** Source information follows **

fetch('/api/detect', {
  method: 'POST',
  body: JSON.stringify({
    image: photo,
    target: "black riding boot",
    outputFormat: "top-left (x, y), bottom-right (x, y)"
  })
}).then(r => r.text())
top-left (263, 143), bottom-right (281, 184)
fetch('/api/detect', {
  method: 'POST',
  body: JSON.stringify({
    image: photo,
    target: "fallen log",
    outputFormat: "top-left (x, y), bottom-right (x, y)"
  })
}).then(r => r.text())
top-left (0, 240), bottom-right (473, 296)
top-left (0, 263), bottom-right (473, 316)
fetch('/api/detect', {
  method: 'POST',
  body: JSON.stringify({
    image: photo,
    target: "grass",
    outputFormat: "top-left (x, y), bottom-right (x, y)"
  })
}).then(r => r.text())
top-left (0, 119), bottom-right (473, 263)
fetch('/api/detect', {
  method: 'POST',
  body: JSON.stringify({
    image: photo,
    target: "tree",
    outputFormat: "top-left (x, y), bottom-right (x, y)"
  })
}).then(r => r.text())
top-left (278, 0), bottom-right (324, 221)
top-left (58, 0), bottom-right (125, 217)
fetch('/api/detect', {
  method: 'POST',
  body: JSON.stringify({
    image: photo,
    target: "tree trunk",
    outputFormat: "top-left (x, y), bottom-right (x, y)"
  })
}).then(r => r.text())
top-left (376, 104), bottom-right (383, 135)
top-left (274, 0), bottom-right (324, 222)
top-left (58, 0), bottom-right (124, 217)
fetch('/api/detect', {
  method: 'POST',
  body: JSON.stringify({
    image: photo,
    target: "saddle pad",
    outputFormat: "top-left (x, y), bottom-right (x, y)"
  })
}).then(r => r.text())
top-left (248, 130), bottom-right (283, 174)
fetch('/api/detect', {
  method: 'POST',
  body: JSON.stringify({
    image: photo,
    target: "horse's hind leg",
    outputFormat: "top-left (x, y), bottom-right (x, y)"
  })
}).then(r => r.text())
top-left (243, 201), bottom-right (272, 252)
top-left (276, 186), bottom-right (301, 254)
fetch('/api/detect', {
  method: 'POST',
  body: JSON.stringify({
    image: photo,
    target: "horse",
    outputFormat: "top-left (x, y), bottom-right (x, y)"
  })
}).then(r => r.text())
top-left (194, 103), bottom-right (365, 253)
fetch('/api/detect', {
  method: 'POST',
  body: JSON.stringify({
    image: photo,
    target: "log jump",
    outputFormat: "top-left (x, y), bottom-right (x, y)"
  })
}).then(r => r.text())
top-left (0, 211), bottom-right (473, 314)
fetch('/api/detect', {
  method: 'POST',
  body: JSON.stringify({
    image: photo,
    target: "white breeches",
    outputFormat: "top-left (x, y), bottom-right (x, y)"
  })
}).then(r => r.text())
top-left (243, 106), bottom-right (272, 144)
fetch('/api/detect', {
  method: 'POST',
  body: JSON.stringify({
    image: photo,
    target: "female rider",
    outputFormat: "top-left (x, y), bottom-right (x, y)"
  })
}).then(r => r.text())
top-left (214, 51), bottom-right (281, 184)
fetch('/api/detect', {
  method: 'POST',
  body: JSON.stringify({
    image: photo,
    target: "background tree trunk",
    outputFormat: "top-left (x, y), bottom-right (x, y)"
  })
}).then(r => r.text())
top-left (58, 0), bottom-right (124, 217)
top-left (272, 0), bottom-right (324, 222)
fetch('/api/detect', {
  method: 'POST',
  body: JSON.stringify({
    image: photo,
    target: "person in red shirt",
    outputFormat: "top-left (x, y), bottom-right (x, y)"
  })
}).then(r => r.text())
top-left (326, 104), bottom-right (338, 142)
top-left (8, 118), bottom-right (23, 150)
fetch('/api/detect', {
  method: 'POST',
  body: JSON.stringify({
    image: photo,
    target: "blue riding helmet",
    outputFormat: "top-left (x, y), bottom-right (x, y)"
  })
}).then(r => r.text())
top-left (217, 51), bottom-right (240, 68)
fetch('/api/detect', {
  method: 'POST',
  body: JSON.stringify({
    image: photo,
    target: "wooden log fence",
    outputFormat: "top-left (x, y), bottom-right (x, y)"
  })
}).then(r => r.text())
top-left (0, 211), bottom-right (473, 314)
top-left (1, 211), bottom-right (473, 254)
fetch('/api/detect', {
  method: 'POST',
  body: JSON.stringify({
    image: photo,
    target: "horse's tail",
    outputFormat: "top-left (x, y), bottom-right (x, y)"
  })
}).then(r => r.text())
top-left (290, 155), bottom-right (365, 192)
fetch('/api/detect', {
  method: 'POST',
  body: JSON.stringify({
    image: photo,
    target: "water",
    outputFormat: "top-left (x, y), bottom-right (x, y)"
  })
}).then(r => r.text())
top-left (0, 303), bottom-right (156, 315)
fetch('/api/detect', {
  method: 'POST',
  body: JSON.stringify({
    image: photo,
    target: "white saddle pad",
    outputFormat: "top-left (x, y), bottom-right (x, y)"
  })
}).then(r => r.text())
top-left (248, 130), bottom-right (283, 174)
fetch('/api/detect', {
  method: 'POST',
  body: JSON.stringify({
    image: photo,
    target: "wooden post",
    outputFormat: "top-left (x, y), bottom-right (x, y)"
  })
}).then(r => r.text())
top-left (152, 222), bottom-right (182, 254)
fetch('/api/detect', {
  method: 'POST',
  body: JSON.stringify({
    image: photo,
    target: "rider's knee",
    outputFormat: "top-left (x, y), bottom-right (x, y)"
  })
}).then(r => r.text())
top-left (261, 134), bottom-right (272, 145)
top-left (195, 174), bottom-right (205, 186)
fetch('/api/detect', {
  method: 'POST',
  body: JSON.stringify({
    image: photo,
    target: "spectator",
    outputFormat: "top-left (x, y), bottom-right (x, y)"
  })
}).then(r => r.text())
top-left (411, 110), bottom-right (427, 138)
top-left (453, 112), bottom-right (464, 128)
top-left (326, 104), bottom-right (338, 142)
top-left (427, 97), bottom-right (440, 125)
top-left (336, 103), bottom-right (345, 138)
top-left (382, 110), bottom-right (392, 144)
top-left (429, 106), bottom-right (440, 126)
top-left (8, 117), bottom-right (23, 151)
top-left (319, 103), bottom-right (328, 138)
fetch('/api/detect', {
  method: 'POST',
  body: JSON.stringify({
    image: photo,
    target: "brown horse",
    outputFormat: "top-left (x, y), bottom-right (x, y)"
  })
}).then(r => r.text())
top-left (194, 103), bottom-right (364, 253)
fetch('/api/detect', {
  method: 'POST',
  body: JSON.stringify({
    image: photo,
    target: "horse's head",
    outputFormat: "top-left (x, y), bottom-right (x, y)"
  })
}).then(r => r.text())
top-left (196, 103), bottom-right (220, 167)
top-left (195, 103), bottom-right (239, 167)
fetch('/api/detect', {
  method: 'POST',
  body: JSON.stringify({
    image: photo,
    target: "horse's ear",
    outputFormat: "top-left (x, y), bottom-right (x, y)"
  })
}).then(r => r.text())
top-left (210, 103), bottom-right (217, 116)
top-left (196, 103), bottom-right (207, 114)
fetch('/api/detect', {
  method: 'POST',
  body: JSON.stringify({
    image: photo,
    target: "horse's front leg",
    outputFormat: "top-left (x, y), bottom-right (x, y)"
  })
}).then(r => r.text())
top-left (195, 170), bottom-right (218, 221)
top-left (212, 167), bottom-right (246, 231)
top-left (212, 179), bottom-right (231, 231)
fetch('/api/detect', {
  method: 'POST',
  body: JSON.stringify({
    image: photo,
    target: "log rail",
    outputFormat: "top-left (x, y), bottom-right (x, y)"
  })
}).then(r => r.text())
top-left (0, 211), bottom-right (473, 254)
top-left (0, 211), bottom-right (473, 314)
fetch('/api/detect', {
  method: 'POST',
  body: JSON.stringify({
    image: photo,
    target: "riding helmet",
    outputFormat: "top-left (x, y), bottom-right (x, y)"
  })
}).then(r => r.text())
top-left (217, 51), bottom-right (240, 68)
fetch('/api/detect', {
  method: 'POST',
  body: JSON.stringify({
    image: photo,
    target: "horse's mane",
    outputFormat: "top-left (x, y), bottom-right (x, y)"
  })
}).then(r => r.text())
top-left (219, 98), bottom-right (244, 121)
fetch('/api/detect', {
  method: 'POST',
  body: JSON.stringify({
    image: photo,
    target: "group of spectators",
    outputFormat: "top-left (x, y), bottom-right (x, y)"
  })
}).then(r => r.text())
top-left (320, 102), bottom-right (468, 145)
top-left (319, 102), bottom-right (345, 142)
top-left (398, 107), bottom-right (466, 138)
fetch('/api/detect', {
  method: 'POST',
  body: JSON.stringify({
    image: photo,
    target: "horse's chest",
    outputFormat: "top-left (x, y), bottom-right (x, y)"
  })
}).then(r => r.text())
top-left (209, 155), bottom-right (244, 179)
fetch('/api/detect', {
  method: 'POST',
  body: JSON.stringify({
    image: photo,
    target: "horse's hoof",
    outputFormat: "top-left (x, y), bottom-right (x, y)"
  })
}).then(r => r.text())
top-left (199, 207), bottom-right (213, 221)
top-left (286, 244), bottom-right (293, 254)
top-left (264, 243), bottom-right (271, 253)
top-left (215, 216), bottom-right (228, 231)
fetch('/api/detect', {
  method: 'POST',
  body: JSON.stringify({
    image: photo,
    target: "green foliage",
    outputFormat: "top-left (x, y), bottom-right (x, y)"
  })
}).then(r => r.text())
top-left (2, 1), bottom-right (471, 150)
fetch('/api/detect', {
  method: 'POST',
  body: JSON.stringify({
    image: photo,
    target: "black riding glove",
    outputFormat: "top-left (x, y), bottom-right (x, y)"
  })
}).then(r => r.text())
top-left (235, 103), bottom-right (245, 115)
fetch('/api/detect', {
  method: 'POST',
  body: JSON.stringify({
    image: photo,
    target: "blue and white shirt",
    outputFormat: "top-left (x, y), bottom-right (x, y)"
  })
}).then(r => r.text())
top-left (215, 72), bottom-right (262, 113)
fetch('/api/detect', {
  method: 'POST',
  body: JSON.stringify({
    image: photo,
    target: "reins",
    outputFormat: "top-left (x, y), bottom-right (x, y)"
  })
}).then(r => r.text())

** End of Source information **

# [Your task]
Find the string "blue" in the material above, and report every line where it occurs.

# [Solution to the problem]
    target: "blue riding helmet",
    target: "blue and white shirt",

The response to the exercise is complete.